== Stated task ==
Please find every line in the records below that contains the string "finial" and copy each one in full. Case counts.

== Records for the task ==

:::::

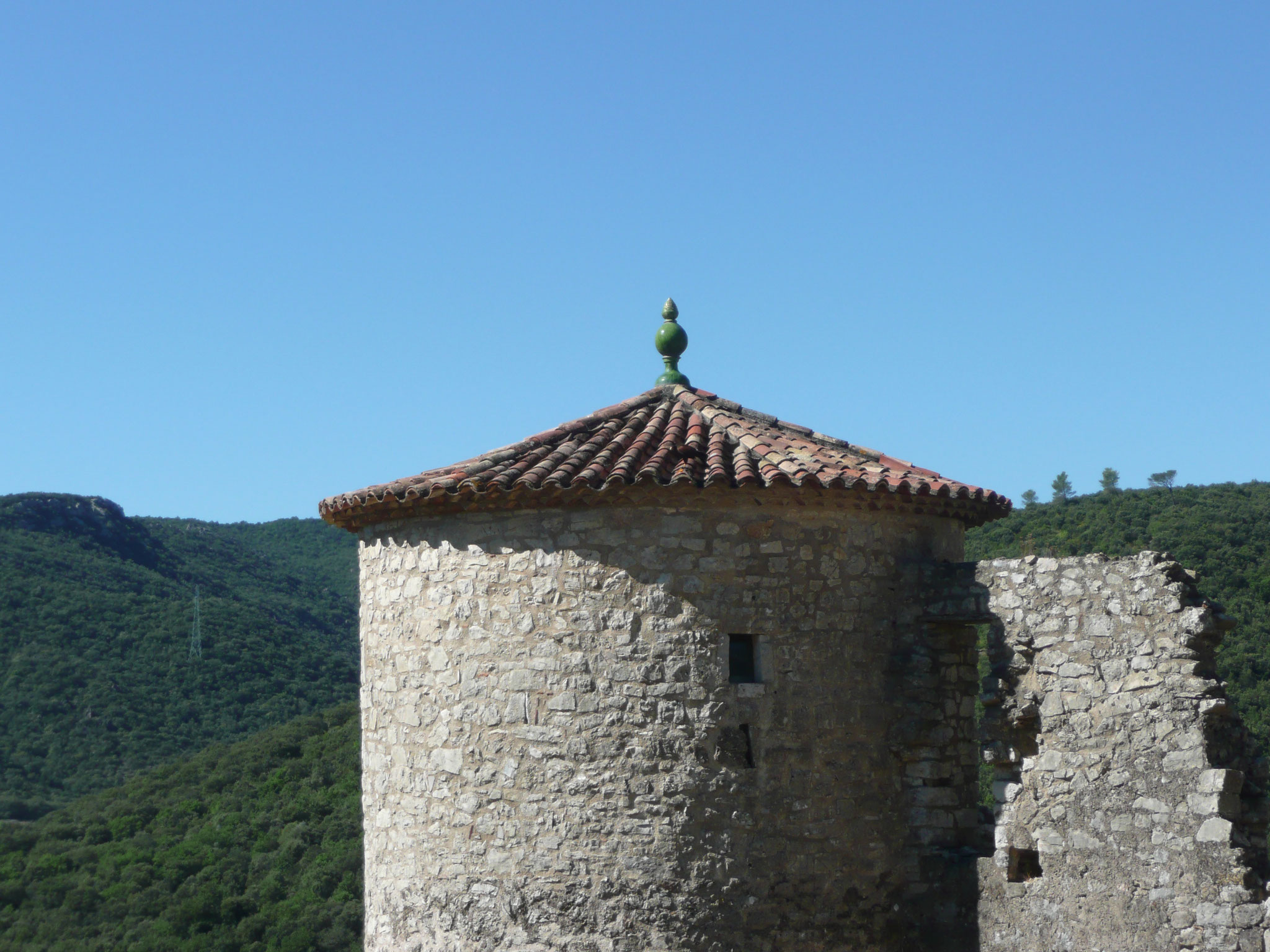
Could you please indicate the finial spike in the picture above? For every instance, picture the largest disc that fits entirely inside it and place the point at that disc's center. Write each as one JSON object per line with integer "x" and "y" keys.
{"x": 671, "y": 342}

:::::

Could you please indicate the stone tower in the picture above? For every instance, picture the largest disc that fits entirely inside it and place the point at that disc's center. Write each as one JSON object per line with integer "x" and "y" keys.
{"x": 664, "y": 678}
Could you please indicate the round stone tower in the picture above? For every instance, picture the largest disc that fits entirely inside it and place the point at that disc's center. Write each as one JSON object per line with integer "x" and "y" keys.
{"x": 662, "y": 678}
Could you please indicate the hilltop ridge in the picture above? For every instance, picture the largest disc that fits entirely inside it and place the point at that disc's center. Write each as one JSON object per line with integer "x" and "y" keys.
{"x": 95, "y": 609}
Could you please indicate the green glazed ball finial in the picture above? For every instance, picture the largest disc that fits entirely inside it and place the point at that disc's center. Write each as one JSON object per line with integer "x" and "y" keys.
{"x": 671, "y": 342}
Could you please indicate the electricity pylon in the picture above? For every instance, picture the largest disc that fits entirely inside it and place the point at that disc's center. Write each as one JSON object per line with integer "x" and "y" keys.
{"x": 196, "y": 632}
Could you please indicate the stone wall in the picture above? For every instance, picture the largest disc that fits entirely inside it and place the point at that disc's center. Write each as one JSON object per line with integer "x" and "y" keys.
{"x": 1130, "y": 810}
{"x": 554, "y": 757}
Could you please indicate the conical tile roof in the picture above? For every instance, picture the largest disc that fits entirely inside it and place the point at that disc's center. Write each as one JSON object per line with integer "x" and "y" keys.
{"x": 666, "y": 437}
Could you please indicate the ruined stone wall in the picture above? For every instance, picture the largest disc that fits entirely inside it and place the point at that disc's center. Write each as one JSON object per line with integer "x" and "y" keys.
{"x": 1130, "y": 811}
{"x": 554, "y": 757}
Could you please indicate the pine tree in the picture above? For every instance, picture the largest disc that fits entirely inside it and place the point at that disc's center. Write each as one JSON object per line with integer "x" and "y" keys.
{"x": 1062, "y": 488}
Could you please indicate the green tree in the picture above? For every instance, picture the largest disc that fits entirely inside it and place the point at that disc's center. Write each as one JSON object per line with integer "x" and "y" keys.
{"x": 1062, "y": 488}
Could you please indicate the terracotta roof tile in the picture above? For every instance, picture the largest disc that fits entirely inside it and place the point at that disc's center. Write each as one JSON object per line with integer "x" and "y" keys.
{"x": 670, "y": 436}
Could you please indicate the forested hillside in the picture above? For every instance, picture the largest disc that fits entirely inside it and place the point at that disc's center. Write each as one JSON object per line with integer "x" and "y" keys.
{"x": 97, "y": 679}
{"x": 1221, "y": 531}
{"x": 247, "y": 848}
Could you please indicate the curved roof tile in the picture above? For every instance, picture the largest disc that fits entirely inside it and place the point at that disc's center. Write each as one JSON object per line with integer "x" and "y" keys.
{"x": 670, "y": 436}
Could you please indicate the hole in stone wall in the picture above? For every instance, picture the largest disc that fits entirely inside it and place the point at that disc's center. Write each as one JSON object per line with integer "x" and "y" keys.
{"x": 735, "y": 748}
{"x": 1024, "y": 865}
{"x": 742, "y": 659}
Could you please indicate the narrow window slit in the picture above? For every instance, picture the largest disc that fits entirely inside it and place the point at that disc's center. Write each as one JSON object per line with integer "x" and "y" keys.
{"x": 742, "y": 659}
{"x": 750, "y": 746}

:::::

== Solution to the problem ==
Could you please indicate the finial spike in the picture above? For every instance, picture the largest disc that fits entirely inside it and place the point at that disc's center. Write each as one JSON object per line with integer "x" and "y" keys.
Could you please indicate the green glazed ball finial in the picture above? For every instance, picture the largest disc that fits entirely inside it and place the point at that disc's center. Write each as one JSON object per line with integer "x" and "y" keys.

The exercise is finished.